# 50/50 Bermuda/StAug mowing height?



## WBrown999 (Apr 3, 2018)

Greetings from humid Houston Texas! We bought our first house in November, and I am beginning to repair our neglected lawn (damn the previous owners). Currently, it is a 50-50 mix of Bermuda and Saint Augustine grass.

I have read everywhere that I should mow Saint Augustine at 4 inches, and Bermuda should be mowed much, much lower. My question is how high I should mow my mixed lawn? I don't want these competing sets of information leading to the destruction of my already struggling lawn. Any advice? Thank you!


----------



## Ral1121 (Mar 19, 2018)

I believe you need to decide if you want to keep the Bermuda or St. Augustine. If you mow somewhere in the middle, neither will take off and they will continue to compete. If you want to keep the Bermuda, cut your yard llow at your mowers lowest setting and the Bermuda will start to tribe and take over the St Augustine. If you want to keep the St Augustine, cut the yard at your mowers highest setting and it will choak out the Bermuda. Highest setting is usually somewhere between 3.5-4".


----------



## WBrown999 (Apr 3, 2018)

Ral1121 said:


> I believe you need to decide if you want to keep the Bermuda or St. Augustine. If you mow somewhere in the middle, neither will take off and they will continue to compete. If you want to keep the Bermuda, cut your yard llow at your mowers lowest setting and the Bermuda will start to tribe and take over the St Augustine. If you want to keep the St Augustine, cut the yard at your mowers highest setting and it will choak out the Bermuda. Highest setting is usually somewhere between 3.5-4".


Great advice. I actually prefer Bermuda over St. Aug, but but my front yard has way too much shade for Bermuda to grow.

Would it be possible for mow low for a Bermuda lawn in the sunny backyard and high in the front for St. Aug? Is t possible to have two different grasses in your lawn?


----------



## Ral1121 (Mar 19, 2018)

@WBrown999 I do not see why not. As long as the back is cut short and the front is cut high, you should not have a problem. Not 100% sure though. Maybe someone else will chime in that actually has both Bermuda and St Augustine.


----------



## WBrown999 (Apr 3, 2018)

Ral1121 said:


> @WBrown999 I do not see why not. As long as the back is cut short and the front is cut high, you should not have a problem. Not 100% sure though. Maybe someone else will chime in that actually has both Bermuda and St Augustine.


Would love to hear from@Ware regarding this. Any experience with one lawn with 2 grass types?


----------



## Ware (Jan 28, 2017)

**Supplied information**
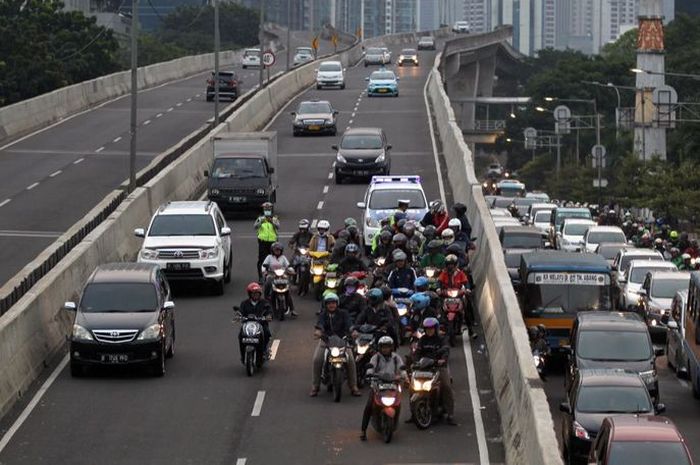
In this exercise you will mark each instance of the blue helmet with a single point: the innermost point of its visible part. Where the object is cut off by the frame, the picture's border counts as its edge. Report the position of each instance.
(420, 301)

**The tasks**
1. In the lawn mowing thread, why does Ral1121 advise against mowing the mixed lawn at a height somewhere in the middle?
2. Answer these questions from the lawn mowing thread:
(a) Which city does WBrown999 say the post comes from?
(b) According to Ral1121, where does a mower's highest setting usually fall?
(c) Why does WBrown999 say Bermuda will not work in the front yard?
3. Resume the lawn mowing thread where it stops by writing the post that goes under Ware's name and date.

**Answers to the exercise**
1. Ral1121 says that if the lawn is mowed at a middle height, neither grass will take off and the two will keep competing. That is why Ral1121 says to choose one grass and mow either at the lowest setting to favor Bermuda or at the highest setting to favor St. Augustine.

2.
(a) Houston, Texas.
(b) Somewhere between 3.5 and 4 inches.
(c) The front yard has far too much shade for Bermuda to grow.

3.
WBrown999 said:


> Ral1121 said:
> 
> 
> > WBrown999 I do not see why not. As long as the back is cut short and the front is cut high, you should not have a problem. Not 100% sure though. Maybe someone else will chime in that actually has both Bermuda and St Augustine.
> ...


It gets too cold where I live for St. Augustine.

It really depends on your expectations, but I would personally have no interest in mixing two warm season grass types.


----------



## Spammage (Apr 30, 2017)

They will continue to try to invade the other, but if you tailor your maintenance, you can usually keep them separated easily enough. There are herbicides that will help you keep the St Augustine out of the bermuda, but not the other way around. Mow the St Augustine as high as your mower will cut and allow the shade to help suppress the bermuda.


----------



## WBrown999 (Apr 3, 2018)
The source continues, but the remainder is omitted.